# The task
Exactly as they stand, give the records below again, with no images.
━━ Data listing ━━
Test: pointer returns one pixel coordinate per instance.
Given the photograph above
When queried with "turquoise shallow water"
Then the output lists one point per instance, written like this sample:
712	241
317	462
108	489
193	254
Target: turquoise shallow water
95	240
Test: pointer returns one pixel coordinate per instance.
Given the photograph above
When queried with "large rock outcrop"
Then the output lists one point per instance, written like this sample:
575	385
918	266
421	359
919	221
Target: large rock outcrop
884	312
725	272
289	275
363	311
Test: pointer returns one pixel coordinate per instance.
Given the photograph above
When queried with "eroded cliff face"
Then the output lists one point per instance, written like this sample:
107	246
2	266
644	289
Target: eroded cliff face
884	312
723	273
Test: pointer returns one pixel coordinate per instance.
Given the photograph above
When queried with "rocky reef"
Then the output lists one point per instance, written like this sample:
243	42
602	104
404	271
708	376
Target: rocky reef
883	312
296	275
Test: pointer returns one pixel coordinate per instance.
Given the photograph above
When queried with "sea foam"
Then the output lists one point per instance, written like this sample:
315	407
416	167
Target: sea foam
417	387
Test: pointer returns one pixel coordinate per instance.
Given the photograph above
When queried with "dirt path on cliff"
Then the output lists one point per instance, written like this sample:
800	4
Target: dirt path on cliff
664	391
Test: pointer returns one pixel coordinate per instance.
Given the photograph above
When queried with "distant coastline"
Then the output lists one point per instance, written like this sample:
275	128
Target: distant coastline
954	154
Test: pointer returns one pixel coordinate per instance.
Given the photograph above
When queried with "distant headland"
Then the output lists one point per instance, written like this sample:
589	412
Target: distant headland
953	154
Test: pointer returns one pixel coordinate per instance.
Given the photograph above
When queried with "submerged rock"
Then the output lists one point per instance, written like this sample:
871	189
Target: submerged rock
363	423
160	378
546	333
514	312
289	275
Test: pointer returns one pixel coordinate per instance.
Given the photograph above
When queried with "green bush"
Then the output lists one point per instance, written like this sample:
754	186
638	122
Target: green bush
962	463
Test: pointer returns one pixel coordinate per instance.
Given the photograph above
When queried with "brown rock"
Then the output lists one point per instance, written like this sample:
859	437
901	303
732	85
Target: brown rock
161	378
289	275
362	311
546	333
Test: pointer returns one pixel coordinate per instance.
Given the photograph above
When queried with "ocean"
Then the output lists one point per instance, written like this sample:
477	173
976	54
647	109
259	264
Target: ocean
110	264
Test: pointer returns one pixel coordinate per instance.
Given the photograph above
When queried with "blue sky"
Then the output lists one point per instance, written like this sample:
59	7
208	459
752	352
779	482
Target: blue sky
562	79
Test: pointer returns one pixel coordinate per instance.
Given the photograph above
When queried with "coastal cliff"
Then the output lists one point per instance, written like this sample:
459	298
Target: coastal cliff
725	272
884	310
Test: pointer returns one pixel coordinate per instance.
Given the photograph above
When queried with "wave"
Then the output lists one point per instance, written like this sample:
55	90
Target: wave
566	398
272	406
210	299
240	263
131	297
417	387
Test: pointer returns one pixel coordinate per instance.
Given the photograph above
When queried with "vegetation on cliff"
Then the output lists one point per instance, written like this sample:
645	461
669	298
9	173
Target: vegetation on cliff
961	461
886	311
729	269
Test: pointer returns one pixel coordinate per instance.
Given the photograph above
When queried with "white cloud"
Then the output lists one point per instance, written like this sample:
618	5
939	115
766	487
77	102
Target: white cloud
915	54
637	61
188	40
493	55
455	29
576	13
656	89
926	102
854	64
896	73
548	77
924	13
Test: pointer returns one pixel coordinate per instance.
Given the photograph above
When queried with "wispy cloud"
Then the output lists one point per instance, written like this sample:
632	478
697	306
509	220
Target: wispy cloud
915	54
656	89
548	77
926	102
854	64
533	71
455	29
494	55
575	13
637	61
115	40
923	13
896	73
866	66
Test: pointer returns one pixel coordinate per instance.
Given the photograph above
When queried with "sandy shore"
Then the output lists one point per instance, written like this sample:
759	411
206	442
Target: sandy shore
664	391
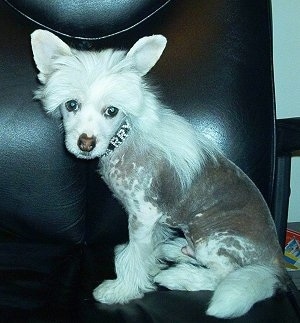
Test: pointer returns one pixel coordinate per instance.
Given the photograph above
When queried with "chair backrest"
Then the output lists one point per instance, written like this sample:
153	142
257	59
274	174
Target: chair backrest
216	71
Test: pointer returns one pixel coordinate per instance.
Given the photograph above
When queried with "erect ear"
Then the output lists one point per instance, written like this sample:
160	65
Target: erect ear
146	52
45	47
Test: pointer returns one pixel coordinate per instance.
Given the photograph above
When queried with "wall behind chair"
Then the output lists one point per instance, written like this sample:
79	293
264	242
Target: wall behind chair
286	52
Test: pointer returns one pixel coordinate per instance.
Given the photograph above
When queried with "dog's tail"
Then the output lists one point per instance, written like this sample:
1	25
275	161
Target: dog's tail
242	288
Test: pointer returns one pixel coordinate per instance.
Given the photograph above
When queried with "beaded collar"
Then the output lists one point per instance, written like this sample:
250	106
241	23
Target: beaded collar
118	138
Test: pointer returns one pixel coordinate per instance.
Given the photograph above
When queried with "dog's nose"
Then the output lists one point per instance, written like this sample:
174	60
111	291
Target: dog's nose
86	143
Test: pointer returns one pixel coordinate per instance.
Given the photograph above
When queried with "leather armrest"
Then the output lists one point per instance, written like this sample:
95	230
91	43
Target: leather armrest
288	135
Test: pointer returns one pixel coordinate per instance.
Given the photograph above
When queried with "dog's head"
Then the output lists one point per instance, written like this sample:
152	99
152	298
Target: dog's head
93	92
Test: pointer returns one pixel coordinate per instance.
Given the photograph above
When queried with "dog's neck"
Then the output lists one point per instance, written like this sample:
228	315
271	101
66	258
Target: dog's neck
118	138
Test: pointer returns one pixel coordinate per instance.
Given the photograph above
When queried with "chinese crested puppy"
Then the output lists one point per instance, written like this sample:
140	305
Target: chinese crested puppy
169	178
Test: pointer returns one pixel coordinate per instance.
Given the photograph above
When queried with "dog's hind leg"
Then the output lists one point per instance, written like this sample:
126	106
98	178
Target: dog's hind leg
134	264
201	269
━━━
# Task response
Test: pointer returns one pixel coordinate per instance.
Given the photograph above
When queried with "turquoise shallow water"
Then the output lists one point per instance, written like this sample:
712	241
317	462
108	489
193	254
Target: turquoise shallow water
95	240
Test: pointer returns one pixel coordinate per instance.
Given the photograph above
When queried with "large rock outcrop"
Then the output lists one point per instance, written like this sample:
575	385
918	266
421	359
919	221
Target: large rock outcrop
884	312
725	272
289	275
363	311
Test: pointer returns one pixel coordinate per instance.
Given the photograph above
When queried with "eroded cliff face"
Then the output lists one point per instance, written like this sample:
107	246
2	266
644	289
Target: eroded cliff face
884	312
723	273
Test: pointer returns one pixel coordinate per instance.
Given the photograph above
When queried with "rocky reef"
Then the output lists one point per instance, written like this sample:
243	42
602	104
404	271
708	376
Target: rocky reef
883	312
296	275
Test: pointer returns one pixel coordinate per instance.
Given the photograph above
When queried with "sea foam"
Then the output lists one point per instance, written like this sample:
315	407
416	167
Target: sea foam
417	387
Test: pointer returns one pixel coordinate per instance.
Given the photograph above
When queried with "dirt path on cliff"
Then the output lists one point per instance, written like this sample:
800	4
Target: dirt path on cliff
664	391
Test: pointer returns one pixel coordinate per instance.
Given the photograph above
When queried with "distant coastline"
Then the output lists one point per instance, written like this sample:
275	128
Target: distant coastline
954	154
Test: pointer returns one pixel coordinate per instance.
Given the photograph above
When queried with "distant headland"
Then the output lists one point per instance, written like this sample:
589	412
Target: distant headland
953	154
Test: pointer returns one pixel coordinate per instance.
Given the photograph above
When queried with "submerged rock"
Then the output lists one point per instance, written like this sample:
871	189
Target: submerged rock
363	423
160	378
546	333
514	312
289	275
Test: pointer returns one pixel coordinate per instance.
Given the photograph above
When queried with "green bush"
Then the output lists one point per instance, written like this sample:
754	186
638	122
Target: green bush
962	463
Test: pointer returns one pixel coordinate per instance.
Given the photograph above
When queried with "brown rock"
Then the output lists one point per instance, written like this sample:
859	437
901	303
732	85
Target: brown rock
161	378
289	275
362	311
546	333
Test: pointer returns one pixel coordinate per instance.
Given the photograph above
When queried with "ocean"
Then the output lists one point per instance, written like this sample:
477	173
976	54
647	109
259	264
Target: ocean
110	264
Test: pointer returns one pixel coordinate per instance.
Given the photograph above
When queried with "blue sky"
Then the output lists one point per instance, written like this sample:
59	7
208	459
752	352
779	482
Target: blue sky
562	79
Test: pointer returns one pixel coordinate per instance.
Given the photograph above
When queried with "coastal cliff"
Then the output lists one point per instance, written like this sample:
459	298
Target: coastal cliff
725	272
884	310
Test: pointer returns one pixel coordinate per instance.
Given the photograph above
When queried with "wave"
Then the output lists one point per instance, written like this sample:
55	90
Target: wave
566	398
272	406
210	299
240	263
131	297
417	387
Test: pointer returns one pixel coordinate per instance.
Given the photograph above
When queried with "vegetation on cliff"
Then the output lists one point per instance, written like this sample:
645	461
669	298
9	173
Target: vegetation on cliff
961	461
886	311
729	269
Test: pointer returns one pixel coordinate per instance.
Given the photograph above
When queried with "white cloud"
Then the output lists one point per instance, written like this sample:
618	5
939	115
766	487
77	102
Target: white cloud
915	54
637	61
188	40
493	55
455	29
576	13
656	89
926	102
854	64
896	73
548	77
924	13
Test: pointer returns one pixel coordinate per instance.
Given the photograph above
When queried with "wispy cloud"
Then the output lists one point per instance, written like this sample:
632	478
697	306
509	220
Target: wispy cloud
915	54
656	89
548	77
926	102
854	64
533	71
455	29
494	55
575	13
637	61
115	40
923	13
896	73
866	66
Test: pointer returns one pixel coordinate per instance.
Given the photograph above
When queried with "sandy shore"
Then the output lists one point per instance, written like this sample:
759	411
206	442
Target: sandy shore
664	391
Test: pointer returns one pixel coordinate per instance.
Given the photograph above
When queried with "chair backrest"
Then the output lists one point per instance, written like this sample:
153	142
257	59
274	174
Target: chair backrest
216	71
Test: pointer returns one pixel coordinate per instance.
Given the photograph above
When queried with "erect ear"
Then the output lists one point per instance, written like this sample:
160	65
Target: erect ear
146	52
45	47
Test: pointer returns one pixel coordinate per instance.
Given the photograph above
When queried with "wall behind chair"
Then the output lists one point per instance, written like this sample:
79	293
264	242
Target: wall behind chair
286	52
Test: pointer returns one pixel coordinate per instance.
Given the photograph above
When queried with "dog's tail"
Then the output lists one point per instance, written like this sample:
1	25
275	161
Target: dog's tail
242	288
Test: pointer returns one pixel coordinate per instance.
Given the photograph above
When queried with "beaded collar"
Then the output lists one point per instance, written like this sample:
250	106
241	23
Target: beaded collar
118	138
Test: pointer returns one pixel coordinate per instance.
Given the photograph above
When queried with "dog's nose"
Then the output lists one point per instance, written like this sample:
174	60
111	291
Target: dog's nose
86	143
Test: pointer returns one pixel coordinate per instance.
Given the photograph above
When queried with "leather armrest"
Then the output lists one point per instance, written like this sample:
95	230
91	43
Target: leather armrest
288	135
Test: pointer returns one pixel coordinate per instance.
Given the photograph above
When queried with "dog's head"
Then the output lists one point per instance, written like this sample:
152	99
152	298
Target: dog's head
93	92
Test: pointer returns one pixel coordinate per instance.
Given the photograph above
When queried with "dog's neck"
Then the output lists one point per instance, written like this sample:
228	315
271	101
66	258
Target: dog's neck
118	138
Test: pointer returns one pixel coordinate per instance.
Given the photograph above
When queried with "chinese crested puppy"
Then the output lists one point per instance, written like this sample:
140	305
Target: chinese crested puppy
169	178
Test: pointer returns one pixel coordinate per instance.
Given the photograph above
When queried with "dog's hind leg"
Then the output lists one point per instance, written like this sample:
126	106
98	178
Target: dog's hind leg
134	264
201	269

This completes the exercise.